● **Assigned task**
Recast the lines from the very first one through the line containing "positive clicks: (727, 445)", both ends included, as a JSON list of strings with one string per line and blank lines skipped. Leave the pictures out of the answer.

(Saved data entries)
::::

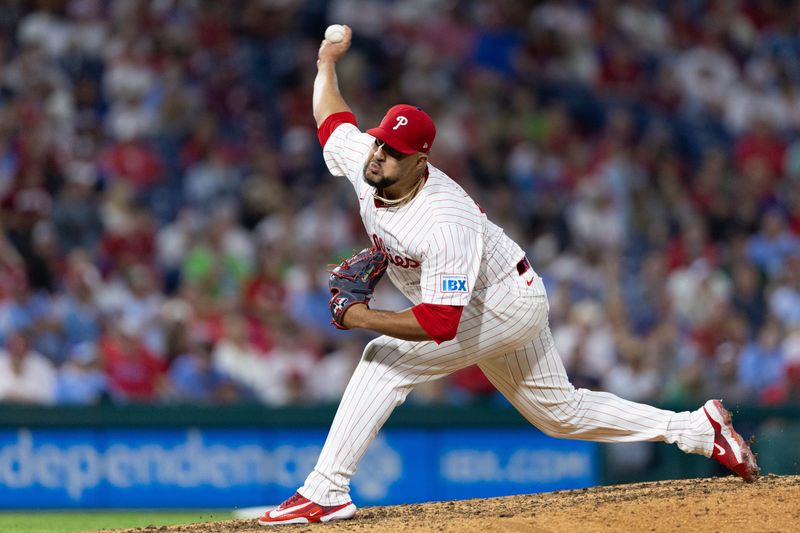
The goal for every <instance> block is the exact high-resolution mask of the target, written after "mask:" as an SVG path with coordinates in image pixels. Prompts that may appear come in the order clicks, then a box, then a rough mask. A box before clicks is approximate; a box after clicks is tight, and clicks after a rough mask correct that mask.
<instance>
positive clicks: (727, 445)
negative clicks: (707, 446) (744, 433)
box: [703, 400, 761, 483]
mask: <svg viewBox="0 0 800 533" xmlns="http://www.w3.org/2000/svg"><path fill="white" fill-rule="evenodd" d="M703 411H705V413H706V416H707V417H708V421H709V422H711V425H712V426H713V427H714V451H713V452H711V457H713V458H714V459H716V460H717V461H718V462H719V463H720V464H722V465H723V466H726V467H728V468H730V469H731V470H732V471H733V472H735V473H736V475H738V476H740V477H742V479H744V480H745V481H747V482H748V483H752V482H753V481H755V480H756V479H758V475H759V473H760V472H761V470H760V469H759V468H758V464H757V463H756V455H755V454H754V453H753V452H752V451H751V450H750V445H749V444H747V442H745V441H744V439H742V437H741V435H739V434H738V433H736V430H735V429H733V424H731V413H730V411H728V410H727V409H725V407H723V406H722V402H721V401H720V400H708V401H707V402H706V403H705V405H703Z"/></svg>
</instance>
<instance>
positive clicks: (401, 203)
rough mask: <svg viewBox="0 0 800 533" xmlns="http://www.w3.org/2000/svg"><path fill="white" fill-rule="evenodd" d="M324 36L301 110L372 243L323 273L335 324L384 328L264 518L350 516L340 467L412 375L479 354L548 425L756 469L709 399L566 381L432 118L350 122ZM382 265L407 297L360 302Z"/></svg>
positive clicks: (493, 378)
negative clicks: (316, 64)
mask: <svg viewBox="0 0 800 533" xmlns="http://www.w3.org/2000/svg"><path fill="white" fill-rule="evenodd" d="M351 37H352V32H351V30H350V28H348V27H345V36H344V39H343V40H342V41H341V42H338V43H331V42H328V41H326V40H323V41H322V45H321V46H320V49H319V54H318V60H317V68H318V73H317V76H316V79H315V81H314V96H313V112H314V118H315V119H316V122H317V126H318V135H319V140H320V143H321V144H322V146H323V153H324V157H325V162H326V164H327V166H328V168H329V169H330V172H331V173H332V174H333V175H335V176H342V177H344V178H346V179H347V180H349V181H350V183H351V185H352V186H353V189H354V191H355V194H356V196H357V197H358V204H359V210H360V213H361V217H362V219H363V221H364V226H365V227H366V230H367V232H368V233H369V235H370V236H371V240H372V245H373V246H372V247H371V248H368V249H366V250H363V251H362V252H360V253H359V254H358V255H356V256H355V257H353V258H351V259H349V260H347V261H344V262H343V263H342V264H341V265H339V266H338V267H336V269H334V270H333V271H332V272H331V275H330V288H331V302H330V309H331V315H332V317H333V323H334V325H335V326H337V327H339V328H344V329H355V328H365V329H370V330H373V331H376V332H378V333H381V334H382V336H381V337H378V338H376V339H375V340H373V341H371V342H370V343H369V344H367V346H366V348H365V349H364V353H363V356H362V358H361V360H360V362H359V364H358V366H357V368H356V370H355V372H354V373H353V376H352V378H351V380H350V383H349V384H348V386H347V388H346V390H345V392H344V395H343V397H342V400H341V403H340V405H339V408H338V410H337V412H336V417H335V418H334V421H333V424H332V426H331V428H330V432H329V434H328V437H327V440H326V441H325V445H324V447H323V449H322V453H321V455H320V457H319V460H318V462H317V464H316V466H315V467H314V470H313V471H312V472H311V473H310V474H309V475H308V478H307V479H306V481H305V484H304V485H303V486H302V487H300V488H299V489H298V490H297V492H296V493H295V494H294V495H293V496H292V497H291V498H289V499H288V500H286V501H285V502H283V503H282V504H281V505H280V506H279V507H277V508H276V509H274V510H272V511H269V512H267V513H265V514H264V515H263V516H261V517H260V518H259V523H260V524H262V525H276V524H300V523H302V524H305V523H311V522H328V521H331V520H342V519H348V518H352V517H353V515H354V514H355V512H356V506H355V505H354V504H353V502H352V501H351V499H350V494H349V484H350V479H351V478H352V476H353V475H354V474H355V472H356V467H357V465H358V462H359V460H360V459H361V457H362V456H363V455H364V452H365V451H366V450H367V447H368V446H369V445H370V443H371V442H372V440H373V439H374V438H375V436H376V435H377V433H378V431H379V430H380V428H381V426H382V425H383V424H384V422H385V421H386V420H387V419H388V418H389V415H390V414H391V413H392V411H393V410H394V408H395V407H397V406H398V405H400V404H401V403H403V401H404V399H405V398H406V396H407V395H408V393H409V392H410V391H411V390H412V389H413V388H414V387H415V386H416V385H418V384H420V383H425V382H428V381H431V380H435V379H439V378H441V377H443V376H446V375H448V374H450V373H452V372H455V371H456V370H459V369H461V368H464V367H467V366H469V365H473V364H477V365H478V366H479V367H480V368H481V370H482V371H483V372H484V373H485V374H486V376H487V377H488V378H489V380H491V382H492V383H493V384H494V386H495V387H497V389H498V390H499V391H500V392H501V393H502V394H503V395H504V396H505V397H506V398H507V399H508V400H509V401H510V402H511V404H513V405H514V407H515V408H516V409H517V410H519V412H520V413H522V415H523V416H525V418H526V419H527V420H529V421H530V422H531V423H532V424H533V425H535V426H536V427H537V428H539V429H540V430H542V431H543V432H545V433H547V434H548V435H551V436H554V437H561V438H569V439H583V440H591V441H597V442H634V441H663V442H668V443H673V444H676V445H677V446H678V447H679V448H680V449H681V450H683V451H684V452H687V453H697V454H703V455H705V456H706V457H713V458H714V459H716V460H717V461H719V462H720V463H722V464H723V465H725V466H726V467H728V468H730V469H731V470H732V471H733V472H735V473H736V474H738V475H739V476H741V477H742V478H744V479H745V480H746V481H753V480H754V479H756V478H757V476H758V474H759V469H758V465H757V464H756V461H755V457H754V455H753V453H752V452H751V451H750V448H749V446H748V444H747V443H745V442H744V440H743V439H742V438H741V436H739V434H738V433H737V432H736V431H735V430H734V429H733V426H732V424H731V418H730V414H729V413H728V411H727V410H726V409H725V408H724V407H723V406H722V403H721V402H720V401H719V400H709V401H708V402H706V403H705V405H703V406H702V407H700V408H699V409H697V410H696V411H692V412H688V411H687V412H681V413H676V412H672V411H665V410H662V409H657V408H655V407H651V406H648V405H643V404H638V403H634V402H630V401H627V400H623V399H621V398H618V397H616V396H614V395H612V394H609V393H605V392H593V391H589V390H585V389H575V388H574V387H573V386H572V384H571V383H570V382H569V379H568V378H567V374H566V372H565V370H564V366H563V364H562V363H561V359H560V358H559V355H558V353H557V352H556V349H555V347H554V344H553V337H552V335H551V333H550V328H549V326H548V310H549V305H548V302H547V294H546V293H545V288H544V285H543V283H542V280H541V278H540V277H539V276H537V275H536V272H535V271H534V270H533V269H532V268H531V265H530V263H529V262H528V259H527V258H526V257H525V254H524V253H523V251H522V249H521V248H520V247H519V246H518V245H517V243H515V242H514V241H512V240H511V239H510V238H509V237H507V236H506V235H505V234H504V233H503V230H502V229H501V228H500V227H498V226H496V225H495V224H493V223H492V222H491V221H490V220H489V219H488V218H487V217H486V215H485V214H484V213H483V211H482V210H481V208H480V207H479V206H478V205H476V204H475V202H474V201H473V200H472V199H471V198H470V197H469V196H468V195H467V194H466V193H465V192H464V190H463V189H462V188H461V187H460V186H459V185H457V184H456V182H454V181H453V180H452V179H450V178H449V177H448V176H447V175H445V174H444V173H443V172H442V171H440V170H439V169H437V168H436V167H434V166H433V165H431V164H430V162H429V161H428V153H429V152H430V150H431V147H432V145H433V142H434V138H435V136H436V128H435V126H434V123H433V120H432V119H431V117H430V116H428V114H427V113H425V112H424V111H423V110H421V109H419V108H418V107H415V106H412V105H396V106H394V107H392V108H391V109H389V111H388V112H387V113H386V116H385V117H384V118H383V120H382V121H381V123H380V125H378V126H377V127H376V128H372V129H369V130H367V131H366V132H362V131H360V129H359V128H358V126H357V124H356V118H355V116H354V115H353V113H352V112H351V110H350V108H349V107H348V105H347V103H346V102H345V101H344V99H343V98H342V96H341V94H340V92H339V87H338V81H337V77H336V70H335V67H336V63H337V62H338V61H339V60H340V59H341V58H342V57H343V56H344V55H345V53H346V52H347V50H348V48H349V47H350V42H351ZM384 273H388V276H389V278H390V279H391V280H392V283H394V284H395V286H396V287H397V288H398V289H399V290H400V291H402V292H403V294H405V295H406V296H407V297H408V299H409V300H410V301H411V302H412V303H413V304H414V306H413V307H411V308H409V309H406V310H404V311H399V312H392V311H379V310H373V309H370V308H369V306H368V303H369V299H370V297H371V294H372V290H373V289H374V287H375V285H376V284H377V283H378V281H379V280H380V278H381V276H383V275H384Z"/></svg>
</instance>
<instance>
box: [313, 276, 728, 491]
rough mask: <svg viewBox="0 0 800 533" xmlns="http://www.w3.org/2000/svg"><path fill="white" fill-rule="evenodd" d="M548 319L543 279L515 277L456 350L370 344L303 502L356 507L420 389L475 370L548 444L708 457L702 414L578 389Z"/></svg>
mask: <svg viewBox="0 0 800 533" xmlns="http://www.w3.org/2000/svg"><path fill="white" fill-rule="evenodd" d="M532 277H533V281H532V282H531V278H532ZM529 282H530V285H528V283H529ZM548 311H549V304H548V302H547V295H546V293H545V289H544V284H543V283H542V280H541V278H539V277H538V276H536V275H535V274H534V273H533V271H530V270H529V271H528V272H526V273H525V274H524V275H522V276H520V275H517V273H516V272H514V273H513V274H510V275H509V277H508V279H507V281H505V282H504V283H501V284H498V285H495V286H492V287H489V288H488V289H485V290H483V291H476V293H474V294H473V298H472V300H471V301H470V304H469V305H468V306H467V307H465V308H464V312H463V315H462V319H461V323H460V325H459V329H458V334H457V335H456V338H455V339H453V340H451V341H447V342H443V343H441V344H438V345H437V344H436V343H435V342H433V341H425V342H411V341H403V340H399V339H395V338H393V337H388V336H382V337H379V338H377V339H374V340H373V341H371V342H370V343H369V344H367V346H366V348H365V349H364V354H363V356H362V358H361V361H360V362H359V364H358V366H357V367H356V370H355V372H354V373H353V376H352V378H351V379H350V382H349V384H348V385H347V388H346V389H345V392H344V395H343V396H342V400H341V402H340V404H339V408H338V410H337V412H336V416H335V418H334V420H333V424H332V425H331V428H330V432H329V433H328V438H327V439H326V441H325V445H324V447H323V448H322V453H321V454H320V457H319V459H318V461H317V464H316V466H315V467H314V470H313V471H312V472H311V473H310V474H309V476H308V477H307V478H306V481H305V484H304V485H303V486H302V487H301V488H300V489H299V490H298V492H300V494H302V495H303V496H305V497H306V498H308V499H310V500H312V501H315V502H317V503H319V504H320V505H326V506H327V505H339V504H342V503H346V502H349V501H350V495H349V491H350V478H352V477H353V475H354V474H355V472H356V466H357V465H358V462H359V461H360V460H361V457H362V456H363V455H364V453H365V452H366V450H367V447H368V446H369V445H370V443H371V442H372V440H373V439H374V438H375V436H376V435H377V434H378V431H379V430H380V428H381V427H382V426H383V424H384V423H385V422H386V420H387V419H388V418H389V415H391V413H392V411H393V410H394V408H395V407H397V406H398V405H400V404H402V403H403V401H404V400H405V398H406V396H407V395H408V393H409V392H411V390H412V389H413V388H414V386H415V385H418V384H420V383H425V382H428V381H431V380H435V379H438V378H441V377H443V376H446V375H447V374H450V373H452V372H455V371H456V370H459V369H461V368H464V367H467V366H469V365H472V364H478V365H479V366H480V368H481V370H483V372H484V373H485V374H486V376H487V377H488V378H489V380H490V381H491V382H492V383H493V384H494V386H495V387H497V389H498V390H499V391H500V392H501V393H502V394H503V395H504V396H505V397H506V398H507V399H508V400H509V401H510V402H511V404H512V405H513V406H514V407H515V408H516V409H517V410H518V411H519V412H520V413H521V414H522V415H523V416H524V417H525V418H526V419H527V420H529V421H530V422H531V423H532V424H533V425H535V426H536V427H537V428H539V429H540V430H541V431H543V432H544V433H546V434H548V435H551V436H554V437H560V438H568V439H582V440H591V441H597V442H634V441H664V442H668V443H675V444H677V445H678V447H679V448H680V449H681V450H683V451H684V452H687V453H699V454H704V455H706V456H710V454H711V451H712V446H713V440H714V431H713V428H712V427H711V424H710V423H709V422H708V420H707V419H706V417H705V415H704V414H703V412H702V409H700V410H698V411H693V412H688V411H686V412H682V413H675V412H672V411H665V410H662V409H657V408H655V407H651V406H649V405H643V404H639V403H634V402H630V401H627V400H623V399H621V398H619V397H617V396H614V395H613V394H609V393H606V392H594V391H589V390H586V389H575V388H574V387H573V386H572V384H571V383H570V382H569V379H568V378H567V374H566V371H565V369H564V365H563V363H562V362H561V358H560V357H559V355H558V353H557V351H556V349H555V346H554V344H553V338H552V335H551V333H550V328H549V326H548Z"/></svg>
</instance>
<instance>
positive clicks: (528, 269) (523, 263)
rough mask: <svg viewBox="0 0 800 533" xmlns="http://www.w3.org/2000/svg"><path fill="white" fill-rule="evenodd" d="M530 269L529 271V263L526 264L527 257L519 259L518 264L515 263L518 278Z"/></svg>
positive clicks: (529, 262) (527, 258) (528, 262)
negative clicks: (519, 276) (518, 272)
mask: <svg viewBox="0 0 800 533" xmlns="http://www.w3.org/2000/svg"><path fill="white" fill-rule="evenodd" d="M530 269H531V264H530V262H528V258H527V257H523V258H522V259H520V261H519V263H517V272H519V275H520V276H521V275H523V274H524V273H525V272H527V271H528V270H530Z"/></svg>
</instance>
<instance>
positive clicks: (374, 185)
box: [364, 172, 397, 190]
mask: <svg viewBox="0 0 800 533" xmlns="http://www.w3.org/2000/svg"><path fill="white" fill-rule="evenodd" d="M364 181H365V182H366V184H367V185H369V186H370V187H375V188H376V189H379V190H380V189H385V188H387V187H390V186H392V185H394V184H395V183H397V180H393V179H391V178H387V177H385V176H384V177H383V178H381V179H379V180H378V181H372V180H371V179H369V178H368V177H367V174H366V172H365V173H364Z"/></svg>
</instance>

::::

● **Completed exercise**
[
  "The goal for every <instance> block is the exact high-resolution mask of the target, written after \"mask:\" as an SVG path with coordinates in image pixels. Prompts that may appear come in the order clicks, then a box, then a rough mask. A box before clicks is approximate; a box after clicks is tight, and clicks after a rough mask correct that mask.",
  "<instance>",
  "positive clicks: (727, 445)"
]